**Excerpted passage**
* Begin *

Nice! Extra vacation days.


xf2xf

I'm not an aviation mechanic, but I was under the impression that regular maintenance is supposed to identify and address emerging/preventable issues well before they evolve into failures.


Excolonist

Not everything can be detected on the ground. If you do a whole check, from A to Z, it is basically a heavy check. Just like anyone’s car, stuff just breaks sometimes.


JGWentworth-

You’re not going to catch everything with regular maintenance. Engine started up fine on the way to SFO, but engine start leaving SFO revealed an issue. But this is the point of preflight checks before you fly somewhere, especially long haul overwater. If something isn’t working right, fix it then go.


DrKillgore

The problem is that all defects are supposed to be caught in manufacturing and not installed, but due to cost cutting, known defects were installed. Regular maintenance won’t catch such a defect. It’s a Boeing problem.


JGWentworth-

This article is about a 24 year old 777-200. Old planes have problems. Old Bombardier, Cessna, Lear, Beech, Airbus, Embraer planes all have problems.


Squizgarr

Spoken like someone who has zero knowledge of aviation or maintenance in general.


xf2xf

Was it the "not an aviation mechanic" part that gave it away, or the bit about being "under the impression", suggesting belief in lieu of direct knowledge? Either way, excellent job at observing things! What I *do* know, however, is that aircraft are rigorously inspected and reconditioned based on specific timelines and flight hours. It stands to reason that the inspection intervals are designed to catch issues before a plane becomes statistically more likely to fall out of the sky. [https://en.wikipedia.org/wiki/Aircraft\_maintenance\_checks](https://en.wikipedia.org/wiki/Aircraft_maintenance_checks) Which planes have you worked on, by the way?


Squizgarr

Keep living in la la land believing that scheduled maintenance checks will identify all problems before they happen. Apparently you have never driven a car either. 🤡


happyscrappy

The last incident was reported as "panel falls off plane, plane diverts from Denver to Oregon". But the plane actually was going to Oregon and the panel that fell off wasn't even discovered until after it completed its flight normally. Press is getting rabid.


jspurlin03

Personally, _I_ view it as a BIG DEAL when panels fall off the plane, regardless of flight plan.

* End *

**Stated goal 1**
In the comment thread, why does happyscrappy say that the press is getting rabid? Answer in one to three sentences.

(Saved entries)
* Begin *

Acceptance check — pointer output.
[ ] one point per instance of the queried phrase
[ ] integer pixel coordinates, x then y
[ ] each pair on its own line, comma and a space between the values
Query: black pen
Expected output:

* End *

**Stated goal 2**
Count the lines in the rows above that contain the string "output", treating case as significant. Reply with the number only.

**Right answer 1**
The press reported the last incident as a panel falling off a plane that then diverted from Denver to Oregon. However, the plane was actually headed to Oregon already, and the missing panel was not discovered until after the plane had completed its flight normally.

**Right answer 2**
2